# Start of Material shown
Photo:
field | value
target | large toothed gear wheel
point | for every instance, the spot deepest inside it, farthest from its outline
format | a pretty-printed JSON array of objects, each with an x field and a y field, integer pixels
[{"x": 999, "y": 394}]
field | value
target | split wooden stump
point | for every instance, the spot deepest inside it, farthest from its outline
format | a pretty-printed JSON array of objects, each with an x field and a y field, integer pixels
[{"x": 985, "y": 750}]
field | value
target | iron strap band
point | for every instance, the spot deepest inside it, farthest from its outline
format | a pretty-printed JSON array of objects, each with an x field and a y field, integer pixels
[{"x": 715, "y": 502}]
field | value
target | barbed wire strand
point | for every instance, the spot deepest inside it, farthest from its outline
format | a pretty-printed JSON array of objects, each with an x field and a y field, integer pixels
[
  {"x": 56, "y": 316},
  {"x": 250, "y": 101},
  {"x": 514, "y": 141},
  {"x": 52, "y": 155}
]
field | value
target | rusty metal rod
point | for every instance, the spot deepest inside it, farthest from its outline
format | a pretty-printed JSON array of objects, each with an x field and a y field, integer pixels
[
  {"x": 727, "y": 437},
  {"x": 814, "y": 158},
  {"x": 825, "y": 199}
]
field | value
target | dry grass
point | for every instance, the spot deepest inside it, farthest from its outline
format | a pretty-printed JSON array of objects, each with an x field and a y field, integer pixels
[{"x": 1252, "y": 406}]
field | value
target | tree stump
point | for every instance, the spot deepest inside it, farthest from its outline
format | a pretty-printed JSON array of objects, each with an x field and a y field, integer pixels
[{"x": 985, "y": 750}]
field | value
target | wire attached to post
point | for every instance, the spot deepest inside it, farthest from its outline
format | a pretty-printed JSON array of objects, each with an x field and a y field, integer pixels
# End of Material shown
Task requirements: Copy out the rows above, changing every "instance" to "occurrence" and keeping everything else the same.

Written answer:
Photo:
field | value
target | large toothed gear wheel
point | for every occurrence, the spot deepest inside it, farthest from its outline
format | a pretty-printed JSON array of objects, each with an x field and a y field, integer pixels
[{"x": 999, "y": 394}]
field | value
target | split wooden stump
point | for every occurrence, the spot deepest inside it, farthest from its outline
format | a pretty-printed JSON array of objects, each with an x field and a y field, integer pixels
[{"x": 985, "y": 750}]
field | value
target | iron strap band
point | for every occurrence, the spot deepest inside it, farthest from its outline
format | a pretty-printed JSON array of objects, each with an x field and a y field, integer pixels
[{"x": 715, "y": 502}]
field | value
target | barbed wire strand
point | for every occurrence, the spot deepest inside it, farthest from its outline
format | a pretty-printed JSON array of objects, each with an x field and a y field, integer pixels
[
  {"x": 56, "y": 316},
  {"x": 250, "y": 101},
  {"x": 514, "y": 141},
  {"x": 52, "y": 155}
]
field | value
target | rusty metal rod
point | for every occurrence, the spot deepest inside it, farthest from its outline
format | a pretty-printed JSON array of objects, each with an x field and a y field, integer pixels
[
  {"x": 727, "y": 437},
  {"x": 814, "y": 158},
  {"x": 825, "y": 199}
]
field | value
target | dry grass
point | for every occurrence, the spot deepest inside it, farthest from its outline
format | a pretty-printed JSON array of objects, each with an x field and a y field, integer pixels
[{"x": 1252, "y": 406}]
field | value
target | tree stump
point | for every occurrence, the spot deepest inside it, farthest from its outline
format | a pretty-printed JSON array of objects, each with an x field and a y field, integer pixels
[{"x": 985, "y": 750}]
field | value
target | wire attached to post
point | for every occurrence, the spot deepest inside it, farthest from its outline
format | a pretty-printed JSON array of objects, each with an x field and a y field, integer pixels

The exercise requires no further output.